[Stored items from a collection]
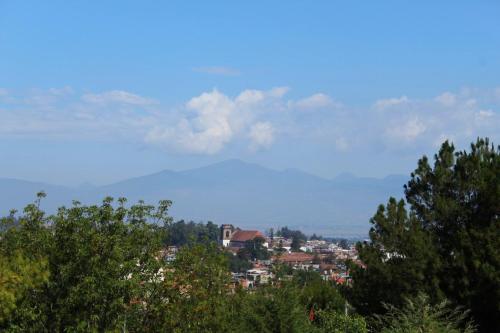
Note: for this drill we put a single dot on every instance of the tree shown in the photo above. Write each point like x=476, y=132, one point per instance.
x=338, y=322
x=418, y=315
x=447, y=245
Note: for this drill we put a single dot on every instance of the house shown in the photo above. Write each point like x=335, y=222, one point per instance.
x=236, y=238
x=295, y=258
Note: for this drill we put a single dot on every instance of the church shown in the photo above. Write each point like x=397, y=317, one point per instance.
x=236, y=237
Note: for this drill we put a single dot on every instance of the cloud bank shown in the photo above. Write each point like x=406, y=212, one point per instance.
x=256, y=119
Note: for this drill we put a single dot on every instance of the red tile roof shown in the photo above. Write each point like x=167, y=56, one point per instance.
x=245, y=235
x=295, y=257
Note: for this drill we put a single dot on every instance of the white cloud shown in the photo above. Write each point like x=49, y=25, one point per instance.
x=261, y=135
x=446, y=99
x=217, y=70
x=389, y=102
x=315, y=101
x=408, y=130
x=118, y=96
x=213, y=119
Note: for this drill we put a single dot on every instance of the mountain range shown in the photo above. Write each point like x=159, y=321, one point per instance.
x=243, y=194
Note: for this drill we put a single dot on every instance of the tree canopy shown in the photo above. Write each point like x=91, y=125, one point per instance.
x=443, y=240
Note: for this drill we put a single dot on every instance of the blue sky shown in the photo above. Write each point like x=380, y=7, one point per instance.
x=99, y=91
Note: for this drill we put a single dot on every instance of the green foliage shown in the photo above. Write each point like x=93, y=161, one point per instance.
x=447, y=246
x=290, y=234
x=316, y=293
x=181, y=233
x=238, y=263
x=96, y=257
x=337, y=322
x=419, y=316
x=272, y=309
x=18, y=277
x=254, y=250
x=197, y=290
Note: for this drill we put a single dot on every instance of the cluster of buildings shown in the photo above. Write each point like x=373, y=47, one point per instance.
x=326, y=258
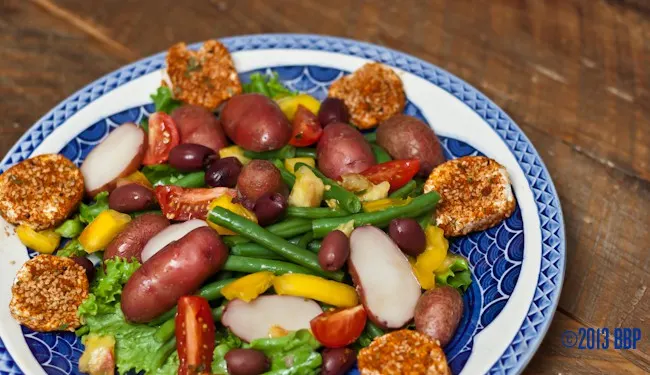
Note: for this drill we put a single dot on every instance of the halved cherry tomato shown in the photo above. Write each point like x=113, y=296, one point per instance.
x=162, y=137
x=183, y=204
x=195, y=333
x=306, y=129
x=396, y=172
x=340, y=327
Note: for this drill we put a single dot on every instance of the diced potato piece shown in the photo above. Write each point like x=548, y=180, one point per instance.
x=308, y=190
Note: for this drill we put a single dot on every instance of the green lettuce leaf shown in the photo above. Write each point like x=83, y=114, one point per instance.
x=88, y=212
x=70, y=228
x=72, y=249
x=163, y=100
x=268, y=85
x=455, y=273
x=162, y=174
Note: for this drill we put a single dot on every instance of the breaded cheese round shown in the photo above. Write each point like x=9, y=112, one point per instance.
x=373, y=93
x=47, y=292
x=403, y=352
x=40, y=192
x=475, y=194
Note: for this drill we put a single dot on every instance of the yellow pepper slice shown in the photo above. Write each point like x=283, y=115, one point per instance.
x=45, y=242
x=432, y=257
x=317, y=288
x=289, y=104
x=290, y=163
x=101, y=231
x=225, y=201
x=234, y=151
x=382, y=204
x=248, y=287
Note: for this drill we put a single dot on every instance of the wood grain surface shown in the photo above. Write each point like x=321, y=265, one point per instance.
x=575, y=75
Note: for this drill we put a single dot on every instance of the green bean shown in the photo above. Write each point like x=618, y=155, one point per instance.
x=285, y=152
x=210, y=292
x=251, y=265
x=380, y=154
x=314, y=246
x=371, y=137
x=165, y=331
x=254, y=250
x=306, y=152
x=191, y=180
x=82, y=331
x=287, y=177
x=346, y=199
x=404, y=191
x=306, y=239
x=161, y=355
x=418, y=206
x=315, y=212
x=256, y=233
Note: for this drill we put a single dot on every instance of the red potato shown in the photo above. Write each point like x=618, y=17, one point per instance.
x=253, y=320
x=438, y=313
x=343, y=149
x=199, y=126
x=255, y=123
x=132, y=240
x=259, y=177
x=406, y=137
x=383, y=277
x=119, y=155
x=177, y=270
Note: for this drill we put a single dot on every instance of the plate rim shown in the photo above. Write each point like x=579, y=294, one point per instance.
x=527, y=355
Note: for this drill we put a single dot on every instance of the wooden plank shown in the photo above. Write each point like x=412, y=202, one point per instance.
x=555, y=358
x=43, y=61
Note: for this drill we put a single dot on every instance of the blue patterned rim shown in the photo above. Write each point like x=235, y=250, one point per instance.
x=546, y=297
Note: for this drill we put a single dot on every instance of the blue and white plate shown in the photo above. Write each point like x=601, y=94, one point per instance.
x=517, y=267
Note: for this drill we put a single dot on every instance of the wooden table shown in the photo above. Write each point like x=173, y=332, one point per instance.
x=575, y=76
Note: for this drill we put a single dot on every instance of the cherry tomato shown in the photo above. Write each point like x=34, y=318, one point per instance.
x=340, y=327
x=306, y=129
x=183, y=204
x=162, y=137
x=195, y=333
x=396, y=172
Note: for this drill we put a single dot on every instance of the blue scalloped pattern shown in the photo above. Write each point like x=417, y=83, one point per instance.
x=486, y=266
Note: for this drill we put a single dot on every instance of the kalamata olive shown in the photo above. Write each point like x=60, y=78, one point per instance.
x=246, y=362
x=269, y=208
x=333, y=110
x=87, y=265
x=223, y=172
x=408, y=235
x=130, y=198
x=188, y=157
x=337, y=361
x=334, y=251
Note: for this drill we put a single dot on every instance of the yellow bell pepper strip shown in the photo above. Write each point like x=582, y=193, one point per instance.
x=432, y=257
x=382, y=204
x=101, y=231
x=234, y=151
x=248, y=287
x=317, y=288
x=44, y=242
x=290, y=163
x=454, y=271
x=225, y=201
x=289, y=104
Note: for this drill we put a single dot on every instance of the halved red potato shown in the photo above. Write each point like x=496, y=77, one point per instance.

» **What needs to be done**: What is needed is an exact repetition of every entry, without the pictures.

» **Completed exercise**:
Note: for this drill we put a single dot on every instance of the tree shown in the photo above. Write each point like x=476, y=132, one point per instance.
x=338, y=322
x=418, y=315
x=447, y=245
Note: for this drill we put a single dot on every instance of the house shown in the photo above. Write each point like x=335, y=222, one point per instance.
x=236, y=238
x=295, y=258
Note: for this drill we put a single dot on every instance of the church shown in the photo above. Write each point like x=397, y=317, one point per instance.
x=236, y=237
Note: for this drill we put a single dot on every instance of the cloud bank shown in the photo above. Write each point like x=406, y=212, one point per instance.
x=256, y=119
Note: for this drill we put a single dot on every instance of the red tile roof shown in the photo above. Write each point like x=167, y=56, one point per instance.
x=245, y=235
x=295, y=257
Note: for this drill we put a single dot on every instance of the white cloud shown in the photo above. Write each point like x=49, y=25, one point per instance.
x=261, y=135
x=446, y=99
x=217, y=70
x=389, y=102
x=315, y=101
x=408, y=130
x=118, y=96
x=213, y=119
Note: for this drill we put a single dot on every instance of the mountain range shown in the photo above. Write each point like x=159, y=321, one point per instance.
x=243, y=194
Note: for this drill we put a single dot on every instance of the tree canopy shown in the photo above. Write each point like x=91, y=125, one point per instance.
x=443, y=240
Note: for this drill we put a single dot on every instance of the blue sky shown in the photo above. Write each point like x=380, y=7, one point per instance.
x=99, y=91
Note: for this drill we put a single dot on every instance of the green foliage shown in the photo above. Write each point like x=93, y=161, one point per instance.
x=447, y=246
x=290, y=234
x=316, y=293
x=181, y=233
x=238, y=263
x=96, y=257
x=337, y=322
x=419, y=316
x=272, y=309
x=18, y=277
x=254, y=250
x=197, y=290
Note: for this drill we put a single dot on every instance of the cluster of buildings shown in the photo above. Write each point like x=373, y=47, one point per instance.
x=326, y=258
Note: for this drill we put a single dot on every instance of the halved cherry tomato shown in the photo above. Write each point like x=113, y=296, one point per instance.
x=162, y=137
x=183, y=204
x=195, y=333
x=306, y=129
x=396, y=172
x=340, y=327
Note: for this drill we put a single dot on every instance of the diced potato piece shown in the photo above. Write each point like x=548, y=180, one point per instance.
x=308, y=190
Note: for this drill we put a single dot on every instance of the green lettuce leaf shown in the photo above. Write each point like x=83, y=114, one point per instance.
x=88, y=212
x=70, y=228
x=72, y=249
x=163, y=100
x=268, y=85
x=455, y=273
x=162, y=174
Note: for this drill we put a single dot on every instance of the breaded cheese round shown in the photo above. Write each point like x=9, y=112, one point per instance.
x=373, y=93
x=47, y=292
x=403, y=352
x=40, y=192
x=475, y=194
Note: for this drill we put a single dot on every instance of the yellow pepper slice shown in the photo above. Write each point like x=283, y=115, one point per instance.
x=45, y=242
x=432, y=257
x=317, y=288
x=289, y=104
x=290, y=163
x=101, y=231
x=225, y=201
x=234, y=151
x=382, y=204
x=248, y=287
Note: for this drill we put a single dot on every instance of the wood grain surface shown in the photo above. Write each point like x=321, y=265, one point per instance.
x=575, y=75
Note: for this drill we put a single dot on every instance of the green bean shown in the photo above. Write each point like x=618, y=155, one point per instance.
x=285, y=152
x=210, y=292
x=251, y=265
x=380, y=154
x=314, y=246
x=371, y=137
x=165, y=331
x=254, y=250
x=306, y=152
x=191, y=180
x=82, y=331
x=287, y=177
x=346, y=199
x=404, y=191
x=306, y=239
x=161, y=355
x=418, y=206
x=315, y=212
x=256, y=233
Note: for this drill we put a single dot on every instance of the red potato shown in the photo above. Write each point like x=618, y=17, one point per instance.
x=253, y=320
x=438, y=313
x=343, y=149
x=199, y=126
x=255, y=123
x=132, y=240
x=259, y=177
x=406, y=137
x=383, y=277
x=119, y=155
x=177, y=270
Note: for this drill we put a single dot on every instance of the plate rim shown in the photo above. Write each point like x=579, y=294, one point per instance.
x=527, y=355
Note: for this drill we put a single dot on every instance of the wooden plank shown in the photo above. Write each point like x=412, y=202, one point per instance.
x=555, y=358
x=43, y=61
Note: for this drill we put a single dot on every instance of the blue patterned rim shown in the photo above. Write each point like x=235, y=250, one point per instance.
x=546, y=297
Note: for this drill we put a single dot on every instance of the blue and white plate shown in the photo above. Write each point like x=601, y=94, one point per instance.
x=517, y=267
Note: for this drill we put a single dot on every instance of the wooden table shown in the photo above. Write each point like x=173, y=332, one point per instance.
x=575, y=76
Note: for this drill we put a single dot on every instance of the cherry tomato shown in the photo above. Write each point like x=34, y=318, one point per instance.
x=340, y=327
x=306, y=129
x=183, y=204
x=162, y=137
x=195, y=333
x=396, y=172
Note: for this drill we put a single dot on every instance of the blue scalloped pattern shown in the photo above. Write each point like x=417, y=83, one point per instance.
x=486, y=266
Note: for this drill we put a single dot on every instance of the kalamata olive shown in the photo above. Write each point like x=60, y=78, one point per instance.
x=246, y=362
x=269, y=208
x=333, y=110
x=87, y=265
x=223, y=172
x=408, y=235
x=130, y=198
x=188, y=157
x=337, y=361
x=334, y=251
Note: for this drill we put a single dot on every instance of the yellow bell pepper strip shown in the photo above. Write each point like x=582, y=193, one point per instance.
x=432, y=257
x=382, y=204
x=101, y=231
x=234, y=151
x=248, y=287
x=317, y=288
x=44, y=242
x=290, y=163
x=454, y=271
x=225, y=201
x=289, y=104
Note: for this drill we put a single dot on every instance of the halved red potato shown in the photo above. Write each point like x=496, y=77, one point per instance.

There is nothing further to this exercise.